§ Excerpts from point annotation data
===

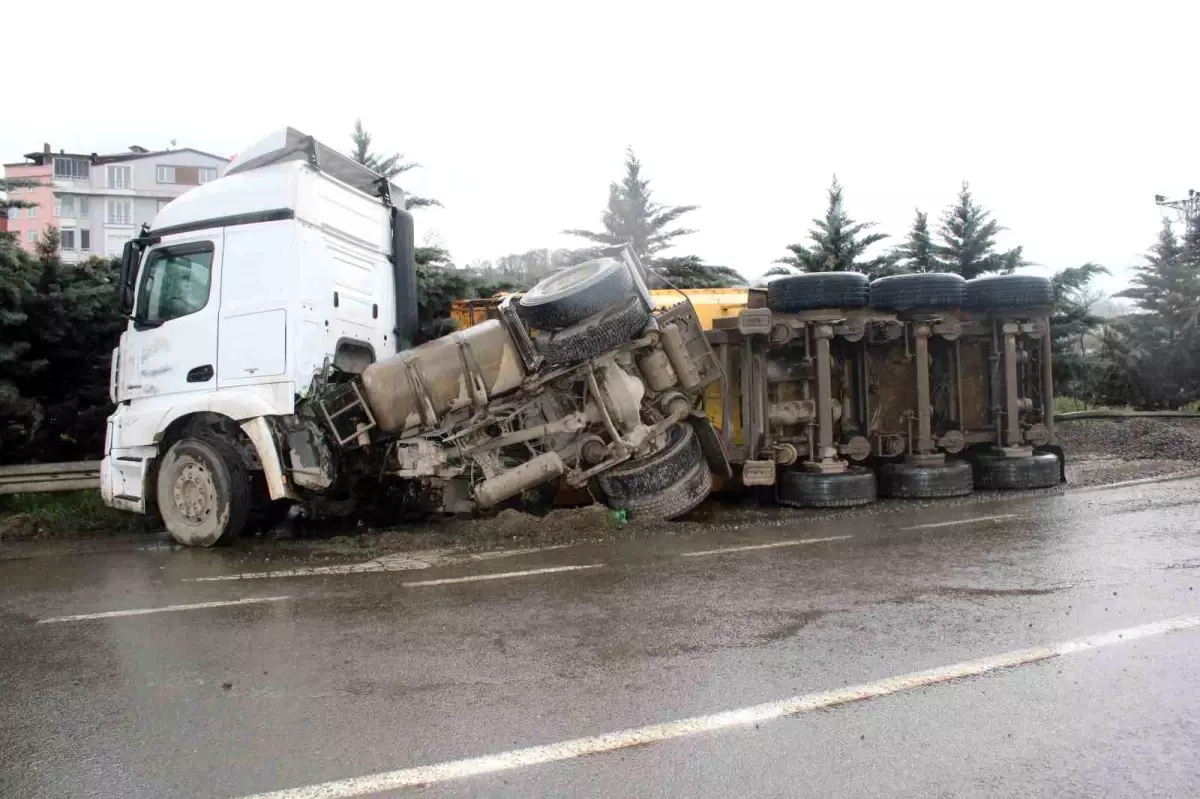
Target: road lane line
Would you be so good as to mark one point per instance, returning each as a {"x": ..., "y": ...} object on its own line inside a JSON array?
[
  {"x": 397, "y": 562},
  {"x": 960, "y": 521},
  {"x": 424, "y": 775},
  {"x": 473, "y": 578},
  {"x": 169, "y": 608},
  {"x": 763, "y": 546}
]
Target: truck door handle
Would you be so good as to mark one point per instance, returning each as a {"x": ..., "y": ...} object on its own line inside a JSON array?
[{"x": 201, "y": 373}]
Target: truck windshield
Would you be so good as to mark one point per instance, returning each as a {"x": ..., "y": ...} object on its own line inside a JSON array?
[{"x": 175, "y": 282}]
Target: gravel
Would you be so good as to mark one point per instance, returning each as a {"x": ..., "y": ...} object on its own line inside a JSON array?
[{"x": 1132, "y": 439}]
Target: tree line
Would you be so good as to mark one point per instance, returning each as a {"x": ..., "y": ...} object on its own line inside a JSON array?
[{"x": 59, "y": 322}]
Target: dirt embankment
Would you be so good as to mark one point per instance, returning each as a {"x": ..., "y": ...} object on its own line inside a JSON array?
[{"x": 1133, "y": 439}]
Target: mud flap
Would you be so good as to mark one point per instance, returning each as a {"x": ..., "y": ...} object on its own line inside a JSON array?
[
  {"x": 711, "y": 444},
  {"x": 1054, "y": 449}
]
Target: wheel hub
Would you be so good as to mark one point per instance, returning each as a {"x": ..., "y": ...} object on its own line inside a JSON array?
[{"x": 195, "y": 493}]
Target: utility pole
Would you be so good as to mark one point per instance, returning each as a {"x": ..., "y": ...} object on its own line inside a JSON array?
[{"x": 1188, "y": 209}]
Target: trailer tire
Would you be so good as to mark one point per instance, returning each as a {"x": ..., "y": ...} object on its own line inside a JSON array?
[
  {"x": 573, "y": 294},
  {"x": 675, "y": 500},
  {"x": 203, "y": 491},
  {"x": 657, "y": 473},
  {"x": 955, "y": 478},
  {"x": 1009, "y": 293},
  {"x": 1021, "y": 473},
  {"x": 850, "y": 488},
  {"x": 598, "y": 334},
  {"x": 918, "y": 293},
  {"x": 817, "y": 290}
]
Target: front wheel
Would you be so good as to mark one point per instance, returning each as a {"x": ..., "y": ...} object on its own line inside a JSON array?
[{"x": 203, "y": 492}]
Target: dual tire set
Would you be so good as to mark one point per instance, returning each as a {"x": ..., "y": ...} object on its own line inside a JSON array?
[
  {"x": 909, "y": 293},
  {"x": 913, "y": 294},
  {"x": 904, "y": 480}
]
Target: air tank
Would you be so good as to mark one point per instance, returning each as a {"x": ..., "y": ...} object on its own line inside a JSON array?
[{"x": 420, "y": 385}]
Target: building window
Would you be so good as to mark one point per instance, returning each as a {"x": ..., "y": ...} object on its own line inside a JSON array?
[
  {"x": 175, "y": 282},
  {"x": 71, "y": 169},
  {"x": 71, "y": 205},
  {"x": 120, "y": 211},
  {"x": 120, "y": 178}
]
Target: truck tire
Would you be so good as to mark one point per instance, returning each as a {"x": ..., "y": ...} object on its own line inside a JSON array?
[
  {"x": 1021, "y": 473},
  {"x": 675, "y": 500},
  {"x": 1009, "y": 293},
  {"x": 849, "y": 488},
  {"x": 203, "y": 492},
  {"x": 907, "y": 480},
  {"x": 657, "y": 473},
  {"x": 817, "y": 290},
  {"x": 598, "y": 334},
  {"x": 918, "y": 293},
  {"x": 573, "y": 294}
]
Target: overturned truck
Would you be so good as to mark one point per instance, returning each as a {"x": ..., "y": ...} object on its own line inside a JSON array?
[
  {"x": 839, "y": 389},
  {"x": 268, "y": 362},
  {"x": 913, "y": 386}
]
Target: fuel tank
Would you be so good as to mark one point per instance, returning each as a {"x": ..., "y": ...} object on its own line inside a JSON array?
[{"x": 423, "y": 384}]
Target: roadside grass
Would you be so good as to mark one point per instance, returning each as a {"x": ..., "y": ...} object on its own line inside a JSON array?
[{"x": 61, "y": 514}]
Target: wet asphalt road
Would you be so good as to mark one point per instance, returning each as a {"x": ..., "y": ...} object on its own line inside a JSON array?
[{"x": 360, "y": 673}]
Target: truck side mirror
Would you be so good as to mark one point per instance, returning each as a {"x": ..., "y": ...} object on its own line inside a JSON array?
[{"x": 129, "y": 276}]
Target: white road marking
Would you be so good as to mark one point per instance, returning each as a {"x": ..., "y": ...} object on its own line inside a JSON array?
[
  {"x": 169, "y": 608},
  {"x": 1189, "y": 474},
  {"x": 763, "y": 546},
  {"x": 424, "y": 775},
  {"x": 960, "y": 521},
  {"x": 503, "y": 575},
  {"x": 399, "y": 562}
]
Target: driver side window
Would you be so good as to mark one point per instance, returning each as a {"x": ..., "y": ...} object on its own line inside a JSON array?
[{"x": 175, "y": 282}]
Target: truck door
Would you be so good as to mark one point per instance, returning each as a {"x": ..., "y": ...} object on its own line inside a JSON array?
[{"x": 173, "y": 338}]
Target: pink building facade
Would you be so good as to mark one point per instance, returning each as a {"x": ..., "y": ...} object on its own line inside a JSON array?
[
  {"x": 99, "y": 202},
  {"x": 27, "y": 223}
]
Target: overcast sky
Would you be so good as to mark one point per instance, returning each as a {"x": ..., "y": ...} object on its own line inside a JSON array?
[{"x": 1067, "y": 118}]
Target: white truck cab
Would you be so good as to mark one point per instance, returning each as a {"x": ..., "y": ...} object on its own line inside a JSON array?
[
  {"x": 239, "y": 292},
  {"x": 269, "y": 360}
]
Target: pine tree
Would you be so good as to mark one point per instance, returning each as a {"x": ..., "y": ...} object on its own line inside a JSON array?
[
  {"x": 75, "y": 324},
  {"x": 839, "y": 244},
  {"x": 1072, "y": 324},
  {"x": 690, "y": 271},
  {"x": 387, "y": 166},
  {"x": 917, "y": 253},
  {"x": 967, "y": 236},
  {"x": 1155, "y": 355},
  {"x": 634, "y": 217}
]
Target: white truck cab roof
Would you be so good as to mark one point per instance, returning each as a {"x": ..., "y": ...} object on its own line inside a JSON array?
[{"x": 265, "y": 180}]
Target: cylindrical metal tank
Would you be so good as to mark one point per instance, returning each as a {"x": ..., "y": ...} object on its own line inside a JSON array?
[{"x": 421, "y": 384}]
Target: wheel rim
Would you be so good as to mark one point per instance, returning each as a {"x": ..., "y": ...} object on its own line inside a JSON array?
[
  {"x": 195, "y": 493},
  {"x": 571, "y": 276}
]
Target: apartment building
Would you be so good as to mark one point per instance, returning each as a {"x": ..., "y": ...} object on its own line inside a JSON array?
[{"x": 99, "y": 202}]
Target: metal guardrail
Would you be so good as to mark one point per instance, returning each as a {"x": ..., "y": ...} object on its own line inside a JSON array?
[{"x": 40, "y": 478}]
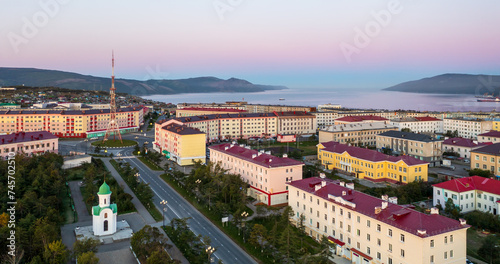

===

§ Written instruction
Rewrite all of the rows above, replacing every occurrence of "Target" with "Object" and leaving everything else unchanged. Omit the pictures from your output.

§ Answer to the problem
Object: road lane line
Would you be so good as to mark one point per instance, returning each as a {"x": ..., "y": ...} object on its own line inside a JSON array?
[
  {"x": 397, "y": 562},
  {"x": 960, "y": 521},
  {"x": 424, "y": 775},
  {"x": 473, "y": 578},
  {"x": 169, "y": 608},
  {"x": 763, "y": 546}
]
Object: truck door handle
Would you be so good as to mark one point per instance, returning each as a {"x": ..., "y": ...} object on its own line inside a JSON array?
[{"x": 201, "y": 373}]
Object: truck windshield
Would you be so good as to mark one point per instance, returning each as a {"x": ..., "y": ...} object on its own line inside a JSON array?
[{"x": 175, "y": 282}]
Object: gravel
Would you be so good as to mark one point per instance, returning each as a {"x": ..., "y": ...} object on its own line inside a JSON array?
[{"x": 1132, "y": 439}]
Object: tree line
Would you be so good as to mark one point per instance, returning each as a {"x": ..., "y": ...} object on its own line inside a JSON array?
[{"x": 59, "y": 322}]
Object: dirt embankment
Would you be so good as to mark one point per instance, returning each as a {"x": ..., "y": ...} object on its own line inside a JSON array?
[{"x": 1133, "y": 439}]
Object: mud flap
Would you be so good as to mark one point per instance, returning each as a {"x": ..., "y": ...} object on its own line inside a JSON array?
[
  {"x": 711, "y": 444},
  {"x": 1054, "y": 449}
]
Object: wheel hub
Would you be so good as to mark one point per instance, returning each as a {"x": ..., "y": ...} object on its own line inside a JSON array?
[{"x": 195, "y": 493}]
Object: utility pole
Would you be so good as to mark one point per instance, returning each as a {"x": ..., "y": ...} object on its own line inside a JSON array?
[{"x": 1188, "y": 209}]
Object: trailer tire
Would you be so good as to mark one point per instance, returning each as a {"x": ..., "y": ...} object on its own line inside a JSON array?
[
  {"x": 573, "y": 294},
  {"x": 675, "y": 500},
  {"x": 203, "y": 491},
  {"x": 657, "y": 473},
  {"x": 955, "y": 478},
  {"x": 1009, "y": 293},
  {"x": 1021, "y": 473},
  {"x": 850, "y": 488},
  {"x": 598, "y": 334},
  {"x": 918, "y": 293},
  {"x": 817, "y": 290}
]
Object: front wheel
Would you be so good as to mark one point per instance, returning each as a {"x": ..., "y": ...} object on its own line inside a JSON array?
[{"x": 203, "y": 492}]
Object: dual tire set
Would you be so good as to mark one point per instance, returning each as a {"x": ..., "y": ...} object on its own line inside a JSON array?
[
  {"x": 909, "y": 293},
  {"x": 913, "y": 294},
  {"x": 904, "y": 480}
]
Object: air tank
Would you be so good as to mark one point per instance, returning each as a {"x": ..., "y": ...} object on its own line inside a JSON array?
[{"x": 420, "y": 385}]
Object: building window
Would you be so good as to mark one point per instance, returning each as a {"x": ..., "y": ...} object on its own line inside a JSON array?
[
  {"x": 175, "y": 282},
  {"x": 71, "y": 169},
  {"x": 71, "y": 205},
  {"x": 120, "y": 211},
  {"x": 120, "y": 178}
]
Object: truck tire
Would you be so good as to mark one point per instance, returning each as a {"x": ..., "y": ...} object on its own line inside a JSON array?
[
  {"x": 1021, "y": 473},
  {"x": 675, "y": 500},
  {"x": 1009, "y": 293},
  {"x": 849, "y": 488},
  {"x": 203, "y": 492},
  {"x": 907, "y": 480},
  {"x": 657, "y": 473},
  {"x": 817, "y": 290},
  {"x": 598, "y": 334},
  {"x": 918, "y": 293},
  {"x": 573, "y": 294}
]
Object: overturned truck
Would you be so good as to mark one point per instance, returning each as a {"x": ..., "y": ...} object on its own line inside a JSON array?
[
  {"x": 839, "y": 389},
  {"x": 268, "y": 362},
  {"x": 913, "y": 386}
]
Object: fuel tank
Would you be so good as to mark one point per instance, returning each as a {"x": ..., "y": ...} object on its own line inside a JSON array?
[{"x": 423, "y": 384}]
Object: roadside grass
Would you be so good as to mark one point per instance, returning each as a {"x": ..., "y": ...} object on its own line inside a JSON array?
[{"x": 61, "y": 514}]
Object: wet asphalt road
Would you be so good as to mark one point per instance, returning each as a {"x": ..., "y": ...} object on its own line inside a JSON array?
[{"x": 360, "y": 673}]
Object: truck side mirror
Would you be so good as to mark one point per instance, returning each as a {"x": ..., "y": ...} object on its own line inside a JSON array?
[{"x": 129, "y": 276}]
Object: white road marking
Would you be so good as to mark one point per instance, returning each as a {"x": ..., "y": ...} object on its own line inside a JSON array?
[
  {"x": 169, "y": 608},
  {"x": 1189, "y": 474},
  {"x": 763, "y": 546},
  {"x": 424, "y": 775},
  {"x": 960, "y": 521},
  {"x": 503, "y": 575},
  {"x": 399, "y": 562}
]
Object: driver side window
Would you be so good as to mark one point per instance, returning each as a {"x": ..., "y": ...} object on its own line inside a JSON array?
[{"x": 175, "y": 282}]
Object: truck door
Would you be so good as to mark one point per instance, returning each as a {"x": ..., "y": ...} object on its own line inside a JSON array?
[{"x": 173, "y": 338}]
Object: pink building facade
Would you be so good as to mark one point per instance, returning each as a {"x": ..., "y": ...} object on its own line inside a JSON array?
[
  {"x": 99, "y": 202},
  {"x": 27, "y": 223}
]
Object: overcast sky
Would you be so good as to mark one point per instance, returning each as a {"x": ..., "y": ...} object on its own line inside a JSON array?
[{"x": 1067, "y": 118}]
Object: white truck cab
Would you be so good as to mark one point per instance, returning each as a {"x": ..., "y": ...} object on its own line inside a JSON array?
[
  {"x": 239, "y": 292},
  {"x": 269, "y": 360}
]
Object: pine tree
Would you be so good as to mark one point per instance, returning each as a {"x": ..., "y": ...} object on its own line inside a JSON array?
[
  {"x": 75, "y": 324},
  {"x": 839, "y": 244},
  {"x": 1072, "y": 324},
  {"x": 690, "y": 271},
  {"x": 387, "y": 166},
  {"x": 917, "y": 253},
  {"x": 967, "y": 236},
  {"x": 1155, "y": 355},
  {"x": 634, "y": 217}
]
Object: white truck cab roof
Would you be so good as to mark one point per instance, returning each as a {"x": ..., "y": ...} object on its own line inside a JSON array?
[{"x": 265, "y": 180}]
Object: cylindrical metal tank
Would you be so good as to mark one point per instance, returning each as a {"x": ..., "y": ...} object on its own line inside a JSON array?
[{"x": 421, "y": 384}]
Object: wheel rim
Would you be so good as to mark one point per instance, returning each as a {"x": ..., "y": ...} object on its own line inside a JSON array?
[
  {"x": 195, "y": 493},
  {"x": 571, "y": 276}
]
Object: apartment building
Would you be so good as to mark one point per instance, returning each as a {"x": ..., "y": ...} object on its own line inside a JSON array?
[{"x": 99, "y": 202}]
Object: metal guardrail
Would you be so good as to mark one point per instance, returning each as a {"x": ..., "y": ...} object on its own line inside a JSON array?
[{"x": 40, "y": 478}]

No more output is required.